Repeat, without any change, the entries presented below.
::::
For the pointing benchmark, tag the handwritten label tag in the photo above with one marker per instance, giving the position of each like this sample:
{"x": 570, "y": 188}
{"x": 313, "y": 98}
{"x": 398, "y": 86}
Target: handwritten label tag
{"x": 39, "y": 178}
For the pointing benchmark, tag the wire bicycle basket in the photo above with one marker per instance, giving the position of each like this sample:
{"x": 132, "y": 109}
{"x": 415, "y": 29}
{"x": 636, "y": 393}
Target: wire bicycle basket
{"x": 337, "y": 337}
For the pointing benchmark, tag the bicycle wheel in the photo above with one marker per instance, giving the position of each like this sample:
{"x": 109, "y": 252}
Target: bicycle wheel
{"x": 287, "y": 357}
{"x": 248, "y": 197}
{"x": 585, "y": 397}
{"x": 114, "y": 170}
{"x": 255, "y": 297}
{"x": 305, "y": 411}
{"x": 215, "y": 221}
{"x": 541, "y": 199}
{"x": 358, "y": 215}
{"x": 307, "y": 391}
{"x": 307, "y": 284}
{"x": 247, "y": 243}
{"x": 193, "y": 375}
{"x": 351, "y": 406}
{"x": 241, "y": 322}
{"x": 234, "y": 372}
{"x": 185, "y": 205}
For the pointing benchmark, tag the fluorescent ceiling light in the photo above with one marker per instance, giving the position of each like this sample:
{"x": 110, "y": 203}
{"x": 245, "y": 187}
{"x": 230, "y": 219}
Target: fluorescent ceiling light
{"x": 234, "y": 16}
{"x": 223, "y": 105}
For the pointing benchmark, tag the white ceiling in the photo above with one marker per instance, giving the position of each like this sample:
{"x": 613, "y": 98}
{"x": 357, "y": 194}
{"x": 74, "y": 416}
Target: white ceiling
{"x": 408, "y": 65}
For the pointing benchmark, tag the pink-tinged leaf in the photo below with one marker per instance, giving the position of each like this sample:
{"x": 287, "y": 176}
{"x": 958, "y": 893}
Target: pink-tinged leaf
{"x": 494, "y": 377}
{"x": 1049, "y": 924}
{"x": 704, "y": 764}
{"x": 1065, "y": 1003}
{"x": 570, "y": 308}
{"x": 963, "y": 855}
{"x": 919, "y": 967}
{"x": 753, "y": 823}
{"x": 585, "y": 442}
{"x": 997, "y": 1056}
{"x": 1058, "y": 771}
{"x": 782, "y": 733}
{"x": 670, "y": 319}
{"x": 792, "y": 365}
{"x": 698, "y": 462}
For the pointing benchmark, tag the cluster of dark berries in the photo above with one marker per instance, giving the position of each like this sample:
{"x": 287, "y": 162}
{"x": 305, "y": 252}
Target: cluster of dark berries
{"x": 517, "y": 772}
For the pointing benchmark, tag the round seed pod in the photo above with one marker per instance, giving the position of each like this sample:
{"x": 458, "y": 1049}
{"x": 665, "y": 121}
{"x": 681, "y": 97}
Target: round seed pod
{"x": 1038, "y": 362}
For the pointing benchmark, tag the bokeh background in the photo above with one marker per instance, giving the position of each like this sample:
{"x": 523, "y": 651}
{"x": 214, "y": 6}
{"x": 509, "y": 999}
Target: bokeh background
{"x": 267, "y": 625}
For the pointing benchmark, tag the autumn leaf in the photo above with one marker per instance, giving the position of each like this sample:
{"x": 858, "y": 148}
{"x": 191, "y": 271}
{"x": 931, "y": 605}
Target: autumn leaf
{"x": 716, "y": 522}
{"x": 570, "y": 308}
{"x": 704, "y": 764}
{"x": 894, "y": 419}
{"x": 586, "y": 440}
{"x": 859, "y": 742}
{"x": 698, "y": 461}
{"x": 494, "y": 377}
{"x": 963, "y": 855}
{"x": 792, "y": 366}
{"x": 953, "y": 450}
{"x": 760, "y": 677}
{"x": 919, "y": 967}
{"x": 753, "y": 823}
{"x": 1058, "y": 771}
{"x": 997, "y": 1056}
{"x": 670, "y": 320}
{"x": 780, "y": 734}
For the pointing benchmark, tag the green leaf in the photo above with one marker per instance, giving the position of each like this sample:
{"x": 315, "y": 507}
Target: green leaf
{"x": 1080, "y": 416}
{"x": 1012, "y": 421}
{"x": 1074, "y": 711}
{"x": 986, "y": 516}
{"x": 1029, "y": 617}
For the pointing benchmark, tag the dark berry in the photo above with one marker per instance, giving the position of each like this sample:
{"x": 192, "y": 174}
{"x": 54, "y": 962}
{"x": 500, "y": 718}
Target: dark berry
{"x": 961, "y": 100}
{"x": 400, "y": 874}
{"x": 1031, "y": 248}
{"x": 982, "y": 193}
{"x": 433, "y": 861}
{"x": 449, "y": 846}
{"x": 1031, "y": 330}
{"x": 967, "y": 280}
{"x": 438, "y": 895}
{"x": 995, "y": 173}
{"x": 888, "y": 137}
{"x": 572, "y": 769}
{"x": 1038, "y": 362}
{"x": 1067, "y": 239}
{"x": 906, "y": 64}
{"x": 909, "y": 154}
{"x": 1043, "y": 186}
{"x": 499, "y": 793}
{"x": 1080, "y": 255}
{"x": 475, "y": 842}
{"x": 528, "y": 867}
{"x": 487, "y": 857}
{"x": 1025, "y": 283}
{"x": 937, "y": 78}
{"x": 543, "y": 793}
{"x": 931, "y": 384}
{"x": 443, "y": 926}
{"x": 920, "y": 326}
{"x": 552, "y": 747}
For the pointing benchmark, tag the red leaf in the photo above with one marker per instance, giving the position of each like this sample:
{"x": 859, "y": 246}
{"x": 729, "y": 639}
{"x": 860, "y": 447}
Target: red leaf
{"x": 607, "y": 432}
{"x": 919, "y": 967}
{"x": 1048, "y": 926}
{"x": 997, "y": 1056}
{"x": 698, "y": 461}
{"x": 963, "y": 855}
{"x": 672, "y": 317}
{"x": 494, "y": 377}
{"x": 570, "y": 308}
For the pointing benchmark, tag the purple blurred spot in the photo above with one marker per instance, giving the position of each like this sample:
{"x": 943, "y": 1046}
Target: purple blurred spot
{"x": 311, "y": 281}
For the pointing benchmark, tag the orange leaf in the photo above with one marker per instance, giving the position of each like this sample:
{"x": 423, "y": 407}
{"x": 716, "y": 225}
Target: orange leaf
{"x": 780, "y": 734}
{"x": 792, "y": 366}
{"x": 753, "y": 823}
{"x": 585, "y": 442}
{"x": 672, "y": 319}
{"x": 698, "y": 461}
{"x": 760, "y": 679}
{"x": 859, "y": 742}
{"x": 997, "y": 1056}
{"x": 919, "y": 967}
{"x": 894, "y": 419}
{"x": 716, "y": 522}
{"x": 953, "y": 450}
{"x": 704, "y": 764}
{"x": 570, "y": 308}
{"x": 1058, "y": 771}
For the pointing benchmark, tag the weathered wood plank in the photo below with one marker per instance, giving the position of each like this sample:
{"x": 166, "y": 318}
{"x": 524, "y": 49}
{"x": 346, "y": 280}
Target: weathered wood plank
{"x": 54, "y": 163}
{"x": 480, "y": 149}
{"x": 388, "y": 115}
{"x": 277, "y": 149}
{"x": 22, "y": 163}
::::
### Reply
For the pointing benchmark, tag the handwritten label tag in the photo above with one marker per instance, giving the position of each like this sample:
{"x": 570, "y": 188}
{"x": 313, "y": 98}
{"x": 398, "y": 86}
Target: handwritten label tag
{"x": 39, "y": 178}
For the pointing benchmark, tag the wire bicycle basket in the photo above with one marker per instance, giving the position of each like this sample:
{"x": 132, "y": 109}
{"x": 415, "y": 29}
{"x": 636, "y": 393}
Target: wire bicycle basket
{"x": 337, "y": 337}
For the pointing benchmark, tag the bicycle wheel in the photo above with one marker per instance, giving the position of each like this sample:
{"x": 109, "y": 252}
Target: bicycle wheel
{"x": 287, "y": 357}
{"x": 248, "y": 197}
{"x": 585, "y": 397}
{"x": 114, "y": 170}
{"x": 255, "y": 297}
{"x": 305, "y": 411}
{"x": 215, "y": 221}
{"x": 541, "y": 199}
{"x": 358, "y": 215}
{"x": 307, "y": 391}
{"x": 307, "y": 284}
{"x": 247, "y": 243}
{"x": 193, "y": 375}
{"x": 351, "y": 406}
{"x": 241, "y": 322}
{"x": 234, "y": 372}
{"x": 185, "y": 205}
For the pointing benchmark, tag the fluorescent ceiling light in the photo above with one marker per instance, giving the position of each like this sample:
{"x": 110, "y": 203}
{"x": 245, "y": 187}
{"x": 230, "y": 219}
Target: fluorescent ceiling light
{"x": 234, "y": 16}
{"x": 223, "y": 105}
For the pointing benchmark, tag the white ceiling in the photo above with one marker per instance, giving the position of each like this sample:
{"x": 613, "y": 98}
{"x": 357, "y": 194}
{"x": 74, "y": 416}
Target: white ceiling
{"x": 408, "y": 65}
For the pointing benchmark, tag the pink-tinged leaf in the photo below with one marker per instance, giving the position of each like this sample:
{"x": 287, "y": 176}
{"x": 958, "y": 893}
Target: pink-tinged leaf
{"x": 494, "y": 377}
{"x": 1049, "y": 924}
{"x": 704, "y": 764}
{"x": 1065, "y": 1003}
{"x": 570, "y": 308}
{"x": 963, "y": 855}
{"x": 919, "y": 967}
{"x": 753, "y": 823}
{"x": 585, "y": 442}
{"x": 997, "y": 1056}
{"x": 1058, "y": 771}
{"x": 782, "y": 733}
{"x": 670, "y": 319}
{"x": 792, "y": 365}
{"x": 698, "y": 462}
For the pointing benchmark, tag the cluster of dark berries in the photo above with one marker per instance, giving the position of each like this sample:
{"x": 287, "y": 162}
{"x": 305, "y": 252}
Target: cluster of dark berries
{"x": 517, "y": 772}
For the pointing benchmark, tag the round seed pod in the photo above with one marker per instance, giving the position of each like this sample:
{"x": 458, "y": 1049}
{"x": 665, "y": 121}
{"x": 681, "y": 97}
Target: round seed pod
{"x": 1038, "y": 362}
For the pointing benchmark, tag the bokeh background in the photo above with one marker per instance, giving the position of each like this sample:
{"x": 523, "y": 651}
{"x": 214, "y": 6}
{"x": 509, "y": 999}
Target: bokeh background
{"x": 267, "y": 625}
For the pointing benchmark, tag the autumn leaf in the photo above with one marker per instance, giving the position of each like this sample:
{"x": 858, "y": 148}
{"x": 191, "y": 271}
{"x": 931, "y": 605}
Target: autumn leaf
{"x": 716, "y": 522}
{"x": 570, "y": 308}
{"x": 704, "y": 764}
{"x": 894, "y": 419}
{"x": 586, "y": 440}
{"x": 859, "y": 742}
{"x": 698, "y": 461}
{"x": 494, "y": 377}
{"x": 963, "y": 855}
{"x": 792, "y": 366}
{"x": 953, "y": 450}
{"x": 760, "y": 677}
{"x": 919, "y": 967}
{"x": 753, "y": 823}
{"x": 1058, "y": 771}
{"x": 997, "y": 1056}
{"x": 670, "y": 320}
{"x": 780, "y": 734}
For the pointing benchmark, tag the green leaf in the photo above with one marker per instance, giving the position of each like this sample:
{"x": 315, "y": 507}
Target: green leaf
{"x": 1080, "y": 416}
{"x": 1012, "y": 421}
{"x": 1074, "y": 711}
{"x": 986, "y": 516}
{"x": 1029, "y": 617}
For the pointing benchmark, tag the dark berry in the photo above with one marker per instance, giving the position of each like this sample:
{"x": 192, "y": 174}
{"x": 54, "y": 962}
{"x": 500, "y": 718}
Target: dark berry
{"x": 961, "y": 100}
{"x": 400, "y": 874}
{"x": 1031, "y": 248}
{"x": 982, "y": 193}
{"x": 433, "y": 861}
{"x": 449, "y": 846}
{"x": 1031, "y": 330}
{"x": 967, "y": 280}
{"x": 438, "y": 895}
{"x": 995, "y": 173}
{"x": 888, "y": 137}
{"x": 572, "y": 769}
{"x": 1038, "y": 362}
{"x": 1067, "y": 239}
{"x": 906, "y": 64}
{"x": 909, "y": 154}
{"x": 1043, "y": 186}
{"x": 499, "y": 793}
{"x": 1080, "y": 255}
{"x": 475, "y": 842}
{"x": 528, "y": 867}
{"x": 487, "y": 857}
{"x": 1025, "y": 283}
{"x": 937, "y": 78}
{"x": 543, "y": 793}
{"x": 931, "y": 384}
{"x": 443, "y": 926}
{"x": 920, "y": 326}
{"x": 552, "y": 747}
For the pointing benchmark, tag the red leaf in the photo above with one marker per instance, giving the position of each like this sample:
{"x": 859, "y": 246}
{"x": 729, "y": 639}
{"x": 860, "y": 447}
Target: red leaf
{"x": 607, "y": 432}
{"x": 919, "y": 967}
{"x": 1048, "y": 926}
{"x": 997, "y": 1056}
{"x": 698, "y": 461}
{"x": 963, "y": 855}
{"x": 672, "y": 317}
{"x": 494, "y": 377}
{"x": 570, "y": 308}
For the pointing benchmark, tag the purple blurred spot in the photo above with one marker per instance, giving the position of each like this sample:
{"x": 943, "y": 1046}
Target: purple blurred spot
{"x": 311, "y": 281}
For the pointing benchmark, tag the orange leaf in the photo above with one marker per instance, giving the position of each like this sample:
{"x": 423, "y": 407}
{"x": 716, "y": 225}
Target: orange leaf
{"x": 780, "y": 734}
{"x": 792, "y": 366}
{"x": 753, "y": 823}
{"x": 585, "y": 442}
{"x": 672, "y": 319}
{"x": 698, "y": 461}
{"x": 760, "y": 679}
{"x": 859, "y": 742}
{"x": 997, "y": 1056}
{"x": 919, "y": 967}
{"x": 894, "y": 419}
{"x": 716, "y": 522}
{"x": 953, "y": 450}
{"x": 704, "y": 764}
{"x": 570, "y": 308}
{"x": 1058, "y": 771}
For the pointing benchmark, tag the weathered wood plank in the photo below with one marker per instance, giving the position of each like this sample:
{"x": 166, "y": 318}
{"x": 524, "y": 49}
{"x": 346, "y": 280}
Target: weathered wood plank
{"x": 54, "y": 163}
{"x": 480, "y": 149}
{"x": 388, "y": 115}
{"x": 277, "y": 149}
{"x": 22, "y": 163}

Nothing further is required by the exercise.